→ **What is needed**
Can you write out every line of these records again, requests included, with each point coordinate in the answers scaled by 1.3 and rounded to a whole number, halves rounding up? The numbers in the requests and their format samples stay as they are.

→ **Excerpted records**

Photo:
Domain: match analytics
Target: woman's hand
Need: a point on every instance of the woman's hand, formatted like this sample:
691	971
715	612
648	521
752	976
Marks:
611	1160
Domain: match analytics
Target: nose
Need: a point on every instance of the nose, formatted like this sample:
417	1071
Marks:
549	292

→ **Complete response**
Photo:
Domain: match analytics
Target: woman's hand
Need: a point on every instance of the woman's hand, formatted like this sample:
691	971
715	612
648	521
752	976
Marks:
794	1508
Domain: match analytics
Target: nose
Need: a point on every instance of the nose, formatted like this sample:
417	1071
Marks:
714	380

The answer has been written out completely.